WHAT TO DO
Write the next part of the court testimony excerpt below, starting after its last sentence.

TEXT EXCERPT
------------------------
Valentine further testified that he then went to talk to Gloria McLin and her brother, who were standing on the corner of 61st Street and Winchester. As he (and others) were walking Gloria McLin home, they noticed smoke from a fire and went to see what was happening. He testified that thereafter he saw defendant standing in the crowd that was watching the fire across the street from the McLin home, that other persons in the crowd began to "tussle" with defendant, and that these persons then "chased" defendant from where he was standing.

Claudette Brown, a resident of 6035 South Winchester with her son, Lawrence, testified that in the early morning hours of July 9 she heard her three dogs barking on the back porch of her house. Because she was unable to quiet the dogs, she called to her son, Lawrence, who was in the street on Winchester. Lawrence went down the gangway between 6035 and 6033 South Winchester to try to quiet the dogs on the back porch. Mrs. Brown testified that she followed Lawrence to the back of the house. She stated that when her son reached the back of the house, he said to her, "Oh, look." Mrs. Brown stated that she then saw the fire in the McLin backyard.
------------------------
INPUT DATA
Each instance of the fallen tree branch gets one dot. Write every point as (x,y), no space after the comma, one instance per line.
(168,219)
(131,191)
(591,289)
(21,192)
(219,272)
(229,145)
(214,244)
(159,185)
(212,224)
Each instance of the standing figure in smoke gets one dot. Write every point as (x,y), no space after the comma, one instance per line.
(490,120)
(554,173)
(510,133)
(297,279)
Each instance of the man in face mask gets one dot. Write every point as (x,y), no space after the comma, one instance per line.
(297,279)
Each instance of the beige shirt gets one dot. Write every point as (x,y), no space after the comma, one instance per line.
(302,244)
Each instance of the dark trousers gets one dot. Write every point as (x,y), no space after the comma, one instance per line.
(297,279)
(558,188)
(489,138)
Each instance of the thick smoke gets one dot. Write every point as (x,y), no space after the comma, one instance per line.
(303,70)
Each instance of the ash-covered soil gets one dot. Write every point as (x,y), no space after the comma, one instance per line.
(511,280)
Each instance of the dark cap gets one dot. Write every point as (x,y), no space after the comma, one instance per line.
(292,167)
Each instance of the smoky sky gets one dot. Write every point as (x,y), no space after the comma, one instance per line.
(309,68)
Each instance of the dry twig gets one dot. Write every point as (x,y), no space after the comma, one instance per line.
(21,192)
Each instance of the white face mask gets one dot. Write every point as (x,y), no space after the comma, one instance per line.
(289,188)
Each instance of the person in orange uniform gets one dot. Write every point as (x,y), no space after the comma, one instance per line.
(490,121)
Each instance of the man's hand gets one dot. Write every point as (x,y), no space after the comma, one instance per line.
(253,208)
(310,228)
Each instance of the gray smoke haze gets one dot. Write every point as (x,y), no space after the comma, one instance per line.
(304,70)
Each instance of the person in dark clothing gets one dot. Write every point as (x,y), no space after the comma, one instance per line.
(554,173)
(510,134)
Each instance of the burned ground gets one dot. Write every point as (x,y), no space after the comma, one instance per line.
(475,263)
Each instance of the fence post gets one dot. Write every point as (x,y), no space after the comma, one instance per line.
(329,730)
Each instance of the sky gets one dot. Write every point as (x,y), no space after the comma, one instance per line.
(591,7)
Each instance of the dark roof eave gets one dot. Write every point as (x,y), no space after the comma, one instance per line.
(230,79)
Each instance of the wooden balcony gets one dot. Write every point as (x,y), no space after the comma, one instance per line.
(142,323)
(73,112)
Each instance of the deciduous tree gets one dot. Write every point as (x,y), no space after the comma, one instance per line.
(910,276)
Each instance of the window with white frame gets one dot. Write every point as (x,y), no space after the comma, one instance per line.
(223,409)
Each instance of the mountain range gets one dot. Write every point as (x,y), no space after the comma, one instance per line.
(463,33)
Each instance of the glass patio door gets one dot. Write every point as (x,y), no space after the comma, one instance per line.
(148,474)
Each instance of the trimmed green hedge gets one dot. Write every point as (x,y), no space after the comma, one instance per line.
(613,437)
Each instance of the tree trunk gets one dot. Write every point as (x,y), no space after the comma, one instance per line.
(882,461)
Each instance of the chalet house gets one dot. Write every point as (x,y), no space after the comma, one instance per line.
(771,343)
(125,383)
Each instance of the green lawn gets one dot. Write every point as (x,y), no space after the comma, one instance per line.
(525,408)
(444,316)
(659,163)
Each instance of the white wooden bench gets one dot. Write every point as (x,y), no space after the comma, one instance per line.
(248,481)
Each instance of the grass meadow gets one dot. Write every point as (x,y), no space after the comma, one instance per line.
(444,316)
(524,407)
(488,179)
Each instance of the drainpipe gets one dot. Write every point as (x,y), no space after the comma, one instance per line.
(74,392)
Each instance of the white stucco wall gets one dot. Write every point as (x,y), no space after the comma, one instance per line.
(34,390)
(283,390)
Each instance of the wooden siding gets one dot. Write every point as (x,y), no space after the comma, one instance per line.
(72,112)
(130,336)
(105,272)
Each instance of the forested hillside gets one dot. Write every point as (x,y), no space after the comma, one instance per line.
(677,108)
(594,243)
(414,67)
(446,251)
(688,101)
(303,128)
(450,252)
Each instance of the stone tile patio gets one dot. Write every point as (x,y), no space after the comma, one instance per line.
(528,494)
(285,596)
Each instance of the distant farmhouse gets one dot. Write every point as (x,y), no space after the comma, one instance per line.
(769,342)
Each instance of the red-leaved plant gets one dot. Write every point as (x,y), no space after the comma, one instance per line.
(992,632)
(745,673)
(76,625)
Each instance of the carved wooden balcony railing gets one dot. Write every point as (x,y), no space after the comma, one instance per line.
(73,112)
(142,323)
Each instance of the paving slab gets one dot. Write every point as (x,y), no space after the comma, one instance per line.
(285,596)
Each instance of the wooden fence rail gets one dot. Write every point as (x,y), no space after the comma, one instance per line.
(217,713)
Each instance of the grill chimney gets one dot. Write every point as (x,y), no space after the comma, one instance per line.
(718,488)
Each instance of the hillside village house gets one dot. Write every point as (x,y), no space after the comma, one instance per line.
------------------------
ANSWER
Evidence admitted at trial revealed that in the early morning hours of July 9, at approximately 1:10 a.m., a fire began at the back of Bertha McLin's house. The fire spread to one house north of the McLin residence (6029 South Winchester) and to two houses to the south (6033 and 6035 South Winchester). The State presented expert testimony to demonstrate that the fires were caused by an incendiary device commonly referred to as a "Molotov cocktail," whereby a glass container is filled with gasoline and ignited immediately prior to its contact with the area which takes fire. It also presented the testimony of the individuals who lived in the same residence as the defendant at 6018 South Winchester, to the effect that there was debris, including jars, under the exposed back porch of the house where defendant and these individuals lived, that there were three vehicles parked behind the house, that there was gasoline in the tank of one of these vehicles, and that on the morning after the fire one of the residents discovered a hose in the backyard of 6018 South Winchester. The State also produced testimony to demonstrate that tests showed that the hose contained residue characteristic of gasoline.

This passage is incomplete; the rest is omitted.